## [Page extract]
■ ■ ■
In this scatter plot, most data points are concentrated near the y-axis, particularly up to 20% of “Percent of the population with no high school diploma” (EP_NOHSDP). This concentration suggests that there is little variation in the “RPL_THEME3” (Race and Ethnicity) score in this range of EP_NOHSDP.

The scatter plot demonstrates that there isn’t a linear relationship between EP_NOHSDP and RPL_THEME3. Instead, it shows a clear threshold effect or an abrupt change in RPL_THEME3 scores once EP_NOHSDP crosses the 20% mark. This pattern suggests that up to 20% of the population with no high school diploma, the impact on RPL_THEME3 is relatively minimal. However, beyond this threshold, there appears to be a significant increase in social vulnerability related to “Race and Ethnicity” (RPL_THEME3).

The threshold effect implies that a specific level of education attainment (or lack thereof) may significantly influence the social vulnerability as measured by RPL_THEME3. It’s essential to understand the reasons behind this threshold and how it relates to the SVI’s focus on “Race and Ethnicity.”
■ ■ ■
## [Records provided]

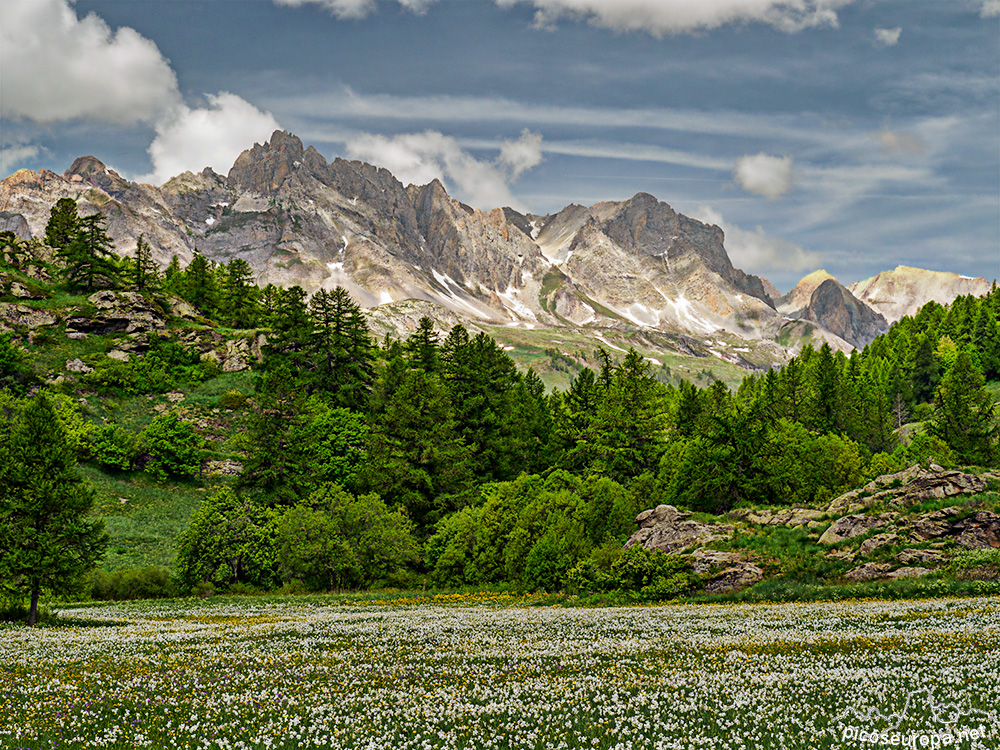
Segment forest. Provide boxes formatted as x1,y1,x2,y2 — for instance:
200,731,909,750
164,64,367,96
0,199,1000,616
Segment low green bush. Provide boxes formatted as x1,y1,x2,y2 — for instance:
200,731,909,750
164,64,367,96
90,566,177,601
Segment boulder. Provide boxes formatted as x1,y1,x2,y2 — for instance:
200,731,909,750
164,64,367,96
889,568,934,581
66,290,166,335
730,508,826,527
844,563,892,583
953,510,1000,549
0,302,59,331
66,357,94,375
858,533,899,556
819,513,892,544
826,464,986,515
691,548,746,575
896,549,945,565
624,505,733,555
705,563,764,594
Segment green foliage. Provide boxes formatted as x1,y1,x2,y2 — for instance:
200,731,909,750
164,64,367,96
86,424,139,471
140,412,205,482
0,391,107,625
88,565,179,601
568,545,700,601
176,487,277,588
275,484,418,591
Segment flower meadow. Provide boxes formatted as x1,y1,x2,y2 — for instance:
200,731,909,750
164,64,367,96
0,597,1000,750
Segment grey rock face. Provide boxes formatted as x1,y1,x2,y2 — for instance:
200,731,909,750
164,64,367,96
819,513,892,544
624,505,733,554
0,211,31,240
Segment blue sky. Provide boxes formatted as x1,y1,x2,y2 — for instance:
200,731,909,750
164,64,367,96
0,0,1000,291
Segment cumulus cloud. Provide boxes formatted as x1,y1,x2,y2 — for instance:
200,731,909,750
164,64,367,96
0,0,180,124
496,0,854,36
0,145,39,177
274,0,436,21
345,130,542,209
733,153,792,200
138,91,281,185
875,26,903,47
875,128,927,156
693,206,821,274
498,128,542,180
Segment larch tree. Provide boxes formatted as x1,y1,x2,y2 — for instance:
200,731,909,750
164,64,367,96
0,391,107,625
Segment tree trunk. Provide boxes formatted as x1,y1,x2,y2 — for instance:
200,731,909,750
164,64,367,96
28,585,41,627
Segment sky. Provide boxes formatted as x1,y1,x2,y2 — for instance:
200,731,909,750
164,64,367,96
0,0,1000,292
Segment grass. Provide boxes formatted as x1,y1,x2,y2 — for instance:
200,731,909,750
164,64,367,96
80,465,212,570
0,597,1000,750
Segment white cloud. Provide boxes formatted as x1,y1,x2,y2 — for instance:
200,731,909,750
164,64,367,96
274,0,436,21
138,91,281,185
733,154,792,200
875,26,903,47
0,0,180,124
497,128,542,180
692,206,822,275
0,145,39,177
346,130,541,209
496,0,854,36
875,128,927,156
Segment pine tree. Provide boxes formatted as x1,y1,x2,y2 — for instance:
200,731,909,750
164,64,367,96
59,214,118,292
45,198,80,249
930,350,1000,466
0,392,107,625
129,234,160,294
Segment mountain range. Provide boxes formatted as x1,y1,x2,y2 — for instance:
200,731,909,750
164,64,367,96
0,131,990,378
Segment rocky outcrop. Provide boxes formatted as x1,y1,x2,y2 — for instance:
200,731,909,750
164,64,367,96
819,513,893,544
66,290,166,336
0,302,59,332
848,266,992,323
624,505,733,554
844,562,892,583
705,563,764,594
0,211,31,240
729,508,826,527
802,279,889,349
825,465,986,515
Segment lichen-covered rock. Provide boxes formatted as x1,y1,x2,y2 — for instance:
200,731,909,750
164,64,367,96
844,563,892,583
624,505,733,554
819,513,892,544
66,290,166,336
0,302,59,331
889,567,934,581
691,548,746,575
705,563,764,594
826,465,986,515
896,549,945,565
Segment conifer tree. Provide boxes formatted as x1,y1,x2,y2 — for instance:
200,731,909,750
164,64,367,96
45,198,80,249
59,214,118,292
0,391,107,625
930,350,1000,466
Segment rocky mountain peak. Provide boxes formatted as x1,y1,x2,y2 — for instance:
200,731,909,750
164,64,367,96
63,156,108,180
802,277,889,349
228,130,304,195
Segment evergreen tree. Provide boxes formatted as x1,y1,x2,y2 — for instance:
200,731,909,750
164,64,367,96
45,198,80,249
128,234,160,294
365,370,472,530
59,214,118,292
0,391,107,625
930,350,1000,466
309,286,375,410
221,258,259,328
181,250,219,318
■ ■ ■
## [To be done]
1. Retype the scatter plot passage from "In this scatter" up to and including "range of EP_NOHSDP.".
2. Answer these questions using the scatter plot passage:
(a) What does EP_NOHSDP stand for?
(b) What kind of relationship between EP_NOHSDP and RPL_THEME3 does the plot not show?
(c) At what EP_NOHSDP mark does the abrupt change in RPL_THEME3 scores occur?

## [Worked solutions]
1.
In this scatter plot, most data points are concentrated near the y-axis, particularly up to 20% of “Percent of the population with no high school diploma” (EP_NOHSDP). This concentration suggests that there is little variation in the “RPL_THEME3” (Race and Ethnicity) score in this range of EP_NOHSDP.

2.
(a) Percent of the population with no high school diploma
(b) A linear relationship
(c) 20%